Prompt: Please select and copy every line in the records below that contains the word "following", matching case exactly.
------ Materials provided ------
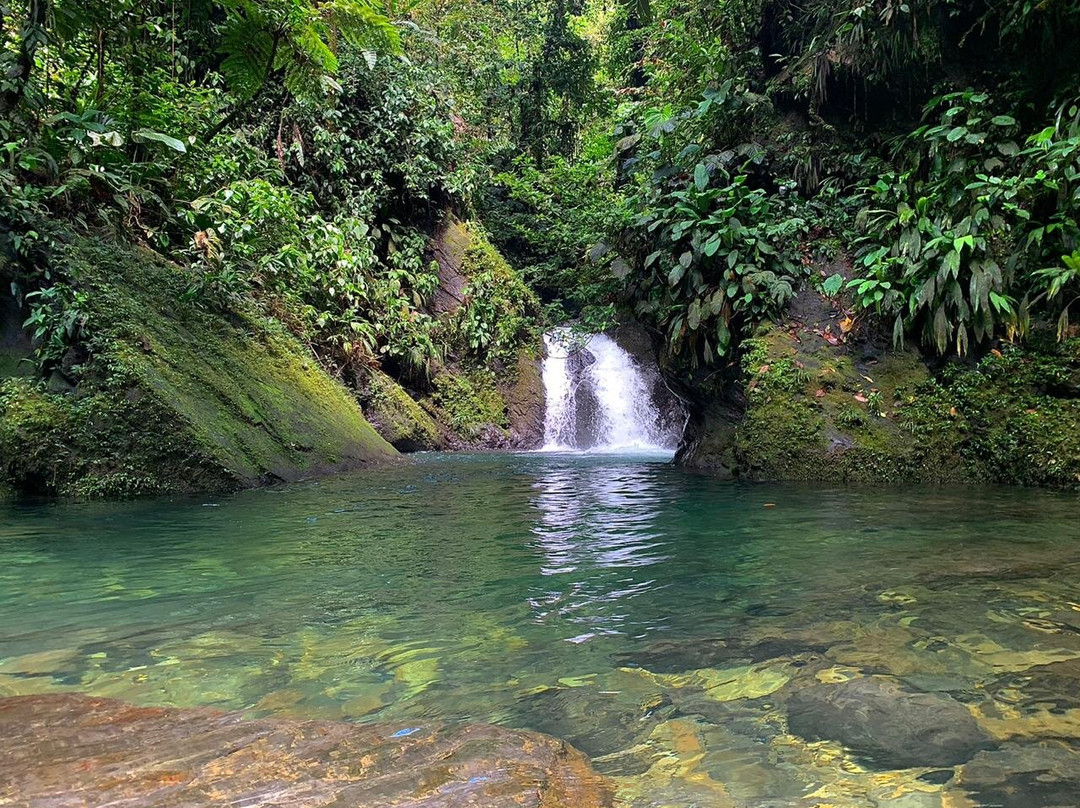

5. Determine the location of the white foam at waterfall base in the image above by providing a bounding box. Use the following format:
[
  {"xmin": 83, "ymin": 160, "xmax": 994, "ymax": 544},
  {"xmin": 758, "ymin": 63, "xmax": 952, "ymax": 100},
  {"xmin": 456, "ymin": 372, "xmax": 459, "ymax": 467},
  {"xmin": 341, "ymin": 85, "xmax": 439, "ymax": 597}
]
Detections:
[{"xmin": 541, "ymin": 329, "xmax": 678, "ymax": 454}]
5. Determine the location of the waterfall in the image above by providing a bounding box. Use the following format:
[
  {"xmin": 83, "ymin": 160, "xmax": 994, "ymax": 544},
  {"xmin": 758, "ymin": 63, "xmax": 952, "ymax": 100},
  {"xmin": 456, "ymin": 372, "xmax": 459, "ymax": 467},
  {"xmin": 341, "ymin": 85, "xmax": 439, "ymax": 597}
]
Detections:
[{"xmin": 543, "ymin": 328, "xmax": 681, "ymax": 452}]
------
Written response:
5. Determine the location of the white foam at waterfall base in the image above by providing a bounding box. Use the following format:
5. Determine the location of the waterfall in the image above by providing a bounding box. Use the following format:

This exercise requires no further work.